Task description: Substitute "Object tagging" for "Set-play tagging" throughout the rows below and write all the rows out again with nothing else changed. Leave the pictures out.

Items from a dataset

=====

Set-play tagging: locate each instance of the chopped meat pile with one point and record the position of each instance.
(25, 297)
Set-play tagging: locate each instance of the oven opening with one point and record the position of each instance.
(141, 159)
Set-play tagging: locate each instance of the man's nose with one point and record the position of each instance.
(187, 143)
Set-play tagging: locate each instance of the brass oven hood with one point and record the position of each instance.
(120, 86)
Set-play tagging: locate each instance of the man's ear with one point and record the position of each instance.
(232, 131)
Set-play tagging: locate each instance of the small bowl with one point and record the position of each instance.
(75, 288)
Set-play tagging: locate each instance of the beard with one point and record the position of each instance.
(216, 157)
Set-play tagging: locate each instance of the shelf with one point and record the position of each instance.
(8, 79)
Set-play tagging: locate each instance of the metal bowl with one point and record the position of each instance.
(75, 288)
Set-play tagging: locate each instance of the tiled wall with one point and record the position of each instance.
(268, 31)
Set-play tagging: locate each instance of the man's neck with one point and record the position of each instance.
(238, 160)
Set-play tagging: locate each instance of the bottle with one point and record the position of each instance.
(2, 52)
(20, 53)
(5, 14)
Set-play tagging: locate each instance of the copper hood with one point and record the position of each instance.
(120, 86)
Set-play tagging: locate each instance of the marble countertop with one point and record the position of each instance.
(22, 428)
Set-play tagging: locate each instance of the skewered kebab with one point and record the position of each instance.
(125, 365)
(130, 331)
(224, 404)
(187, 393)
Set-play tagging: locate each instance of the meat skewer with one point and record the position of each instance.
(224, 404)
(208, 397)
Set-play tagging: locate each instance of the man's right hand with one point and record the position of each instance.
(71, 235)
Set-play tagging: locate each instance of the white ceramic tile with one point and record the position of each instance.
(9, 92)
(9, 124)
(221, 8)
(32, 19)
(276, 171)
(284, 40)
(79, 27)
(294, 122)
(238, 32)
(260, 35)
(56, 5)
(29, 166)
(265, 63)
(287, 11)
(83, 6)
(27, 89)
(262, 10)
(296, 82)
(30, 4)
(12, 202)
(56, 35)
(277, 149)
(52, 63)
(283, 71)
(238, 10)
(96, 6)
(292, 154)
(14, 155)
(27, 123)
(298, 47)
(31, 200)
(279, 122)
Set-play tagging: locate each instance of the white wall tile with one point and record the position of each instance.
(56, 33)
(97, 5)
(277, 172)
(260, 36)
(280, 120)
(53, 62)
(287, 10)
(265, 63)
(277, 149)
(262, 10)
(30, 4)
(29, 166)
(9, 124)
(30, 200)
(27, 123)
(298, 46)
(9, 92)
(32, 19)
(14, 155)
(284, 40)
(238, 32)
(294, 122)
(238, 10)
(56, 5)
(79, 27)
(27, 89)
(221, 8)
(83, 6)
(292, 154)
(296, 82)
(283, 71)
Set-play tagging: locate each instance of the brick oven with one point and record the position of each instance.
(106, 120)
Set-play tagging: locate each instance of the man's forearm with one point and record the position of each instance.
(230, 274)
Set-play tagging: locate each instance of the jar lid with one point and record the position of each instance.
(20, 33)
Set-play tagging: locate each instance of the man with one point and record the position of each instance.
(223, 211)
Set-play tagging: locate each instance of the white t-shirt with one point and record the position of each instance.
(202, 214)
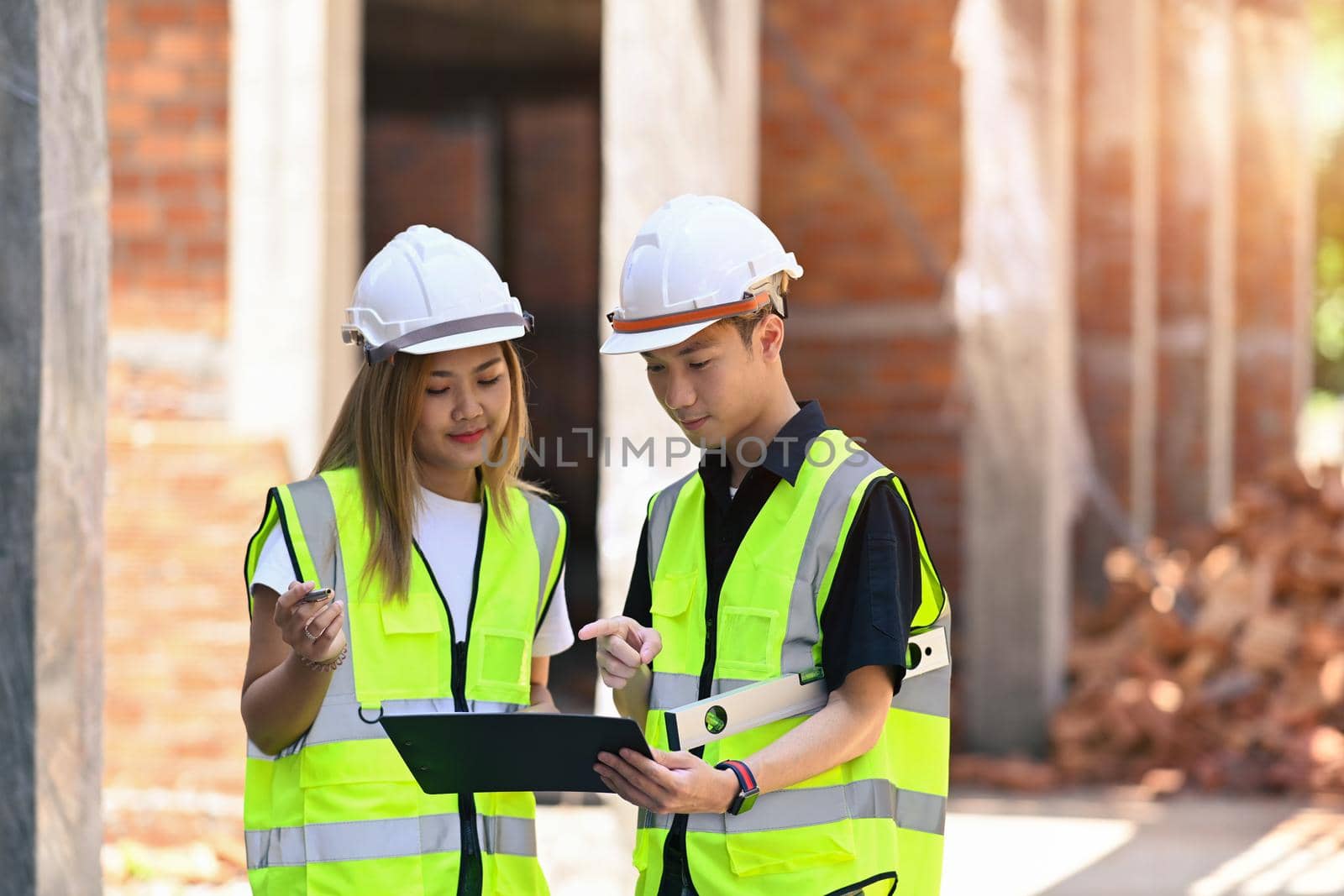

=====

Task result:
Object tagging: locate each instance of the chopped meat pile with one point and record the position of each instance.
(25, 297)
Object tagging: locate each instance of the oven opening with one point and record the position of each instance.
(141, 159)
Object tagging: locate each instance of the man's nose with one point and record the position of each instance.
(187, 143)
Object tagging: locate each instance of the brass oven hood with one point and record the position of each instance.
(120, 86)
Object tagging: locate each instance of the man's ear with one point and record the position of each instance.
(232, 131)
Object tagging: locate each instance of the small bowl with one point and record the position of each instance.
(75, 288)
Object tagging: locate each instance of the beard with one point and record the position of each instance.
(216, 157)
Object tagging: locate each instance of the shelf with one point and record the position of each instance.
(8, 79)
Object tagging: locate each instance of the metal bowl with one point and record the position of each instance.
(75, 288)
Object tagging: locate each instance of the tiled wall with one point and record the position of each instance.
(268, 31)
Object tagging: locate each instance of the man's neck with one point and record the position of each instance.
(238, 160)
Object tagging: locate each instance of the bottle with one point and record the position of each instance.
(2, 52)
(20, 53)
(5, 14)
Object tagging: locate each instance of the copper hood with one point and record the position of each instance.
(120, 86)
Object tagging: locate each instance of the marble countertop with one point and record the position of each instance.
(22, 428)
Object tagging: locate each instance of the skewered kebab with one point and record the position of each instance.
(125, 365)
(130, 331)
(224, 404)
(187, 393)
Object tagging: locate each instance of the meat skewer with one point and record the position of each instance.
(224, 404)
(208, 397)
Object tagging: locate each instance of the man's right hand with one point and record the position of each instance.
(71, 235)
Object tagging: locate each instance of the white ceramic tile with one point and record the position of each instance.
(9, 92)
(9, 124)
(221, 8)
(32, 19)
(276, 171)
(284, 40)
(79, 27)
(294, 122)
(238, 32)
(260, 35)
(56, 5)
(29, 166)
(265, 63)
(287, 11)
(83, 6)
(27, 89)
(262, 10)
(296, 82)
(30, 4)
(12, 202)
(56, 35)
(277, 149)
(52, 63)
(283, 71)
(238, 10)
(96, 6)
(292, 154)
(14, 155)
(27, 123)
(298, 47)
(31, 200)
(279, 122)
Object tagging: locate each instance of the white wall tile with one point and record the position of each instance.
(56, 33)
(97, 5)
(277, 172)
(260, 36)
(280, 120)
(53, 62)
(287, 10)
(265, 63)
(277, 149)
(262, 10)
(30, 4)
(29, 166)
(9, 124)
(30, 200)
(27, 123)
(298, 46)
(9, 92)
(32, 19)
(14, 155)
(284, 40)
(238, 32)
(294, 122)
(238, 10)
(56, 5)
(79, 27)
(27, 89)
(221, 8)
(83, 6)
(292, 154)
(296, 82)
(283, 71)
Object tagging: locate each instance of the brick oven with one point and record the position of each instance.
(106, 120)
Object tagging: locate each instance of the man's forearm with one point and record the position of each instance.
(230, 274)
Object tagging: locate each instance of the jar lid with one point and record the position of each instance.
(20, 33)
Object tagging: locate each instance of the man with one point and record the position of each instance.
(223, 211)
Object tagging: locate each instance of the white t-shirt with one point and record the position of each instance.
(202, 214)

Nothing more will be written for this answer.